(Data records)
━━━━

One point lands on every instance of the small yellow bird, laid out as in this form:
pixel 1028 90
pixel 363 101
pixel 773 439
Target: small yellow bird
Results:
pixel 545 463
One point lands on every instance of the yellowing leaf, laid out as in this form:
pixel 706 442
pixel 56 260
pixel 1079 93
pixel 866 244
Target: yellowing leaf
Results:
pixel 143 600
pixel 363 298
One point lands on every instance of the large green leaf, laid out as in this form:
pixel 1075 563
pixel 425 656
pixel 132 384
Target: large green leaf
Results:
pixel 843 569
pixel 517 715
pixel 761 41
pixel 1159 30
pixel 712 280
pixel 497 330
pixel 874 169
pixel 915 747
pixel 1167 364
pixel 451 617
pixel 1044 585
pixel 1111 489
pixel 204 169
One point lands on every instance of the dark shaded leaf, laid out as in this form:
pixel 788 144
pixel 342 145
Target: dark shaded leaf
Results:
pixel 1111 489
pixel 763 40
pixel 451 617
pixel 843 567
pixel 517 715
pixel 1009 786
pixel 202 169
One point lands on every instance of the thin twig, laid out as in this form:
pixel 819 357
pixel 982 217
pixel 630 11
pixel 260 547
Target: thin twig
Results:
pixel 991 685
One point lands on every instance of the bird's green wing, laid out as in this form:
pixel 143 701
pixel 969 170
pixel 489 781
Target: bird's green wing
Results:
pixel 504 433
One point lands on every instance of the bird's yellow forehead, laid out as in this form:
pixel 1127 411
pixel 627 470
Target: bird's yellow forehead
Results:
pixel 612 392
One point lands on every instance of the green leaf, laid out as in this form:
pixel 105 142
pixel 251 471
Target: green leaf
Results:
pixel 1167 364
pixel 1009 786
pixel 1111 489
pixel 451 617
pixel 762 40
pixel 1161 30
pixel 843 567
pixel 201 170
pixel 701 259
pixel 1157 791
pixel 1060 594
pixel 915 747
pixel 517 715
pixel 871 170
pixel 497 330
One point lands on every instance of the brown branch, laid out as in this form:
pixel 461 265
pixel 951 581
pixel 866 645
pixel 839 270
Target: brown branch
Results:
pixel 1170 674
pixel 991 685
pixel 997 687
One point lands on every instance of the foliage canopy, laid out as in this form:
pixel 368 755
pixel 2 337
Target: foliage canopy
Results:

━━━━

* THE EXERCISE
Could you reproduce every one of the lines above word for word, without changing anything?

* ANSWER IN FULL
One point lands on every instance of the small yellow bird, laid out as in this form:
pixel 1028 90
pixel 363 101
pixel 773 439
Target: small yellow bird
Results:
pixel 545 463
One point lands on every instance of the yellowing leaf, laid out as in this form:
pixel 706 442
pixel 56 260
pixel 1079 93
pixel 866 244
Target: yellowing leaf
Results:
pixel 143 600
pixel 363 298
One point lands on every instance of the large green leaf, laid out as in this form:
pixel 1075 563
pixel 425 656
pixel 132 384
Target: large green leaf
Results:
pixel 843 569
pixel 517 715
pixel 761 41
pixel 1159 30
pixel 712 280
pixel 497 330
pixel 874 169
pixel 915 747
pixel 1167 364
pixel 451 617
pixel 1044 585
pixel 1111 489
pixel 204 169
One point lands on every instance of the dark shaded leaf, laid out as in this form:
pixel 788 144
pixel 342 145
Target: dark shaded leaf
Results:
pixel 1111 489
pixel 763 40
pixel 451 617
pixel 843 567
pixel 517 715
pixel 1009 786
pixel 202 169
One point lands on every instance of the thin twig, laid out as in this form:
pixel 819 357
pixel 982 217
pixel 630 11
pixel 260 547
Target: thin twig
Results:
pixel 991 685
One point lands on every instance of the bird's green wing, laid out as in this form:
pixel 143 701
pixel 969 170
pixel 489 781
Target: bird's green wing
Results:
pixel 504 433
One point lands on every instance of the bird's yellow forehead, laid out as in this form:
pixel 1127 411
pixel 627 470
Target: bird's yellow forehead
Results:
pixel 612 392
One point lands on every instance of the green leaf, laid out as in this form:
pixel 105 142
pixel 251 471
Target: green leaf
Results:
pixel 1167 364
pixel 1009 786
pixel 1111 489
pixel 451 617
pixel 762 40
pixel 1161 30
pixel 843 567
pixel 201 170
pixel 701 259
pixel 1157 791
pixel 1060 594
pixel 915 747
pixel 517 715
pixel 871 170
pixel 497 330
One point lands on every instance of the brown branch, laid out as in this form:
pixel 461 265
pixel 951 581
pixel 866 645
pixel 839 270
Target: brown branch
Results:
pixel 1170 674
pixel 991 685
pixel 997 687
One point lands on every instance of the foliage canopy, laid out as in this form:
pixel 368 755
pixel 2 337
Target: foliage canopy
Results:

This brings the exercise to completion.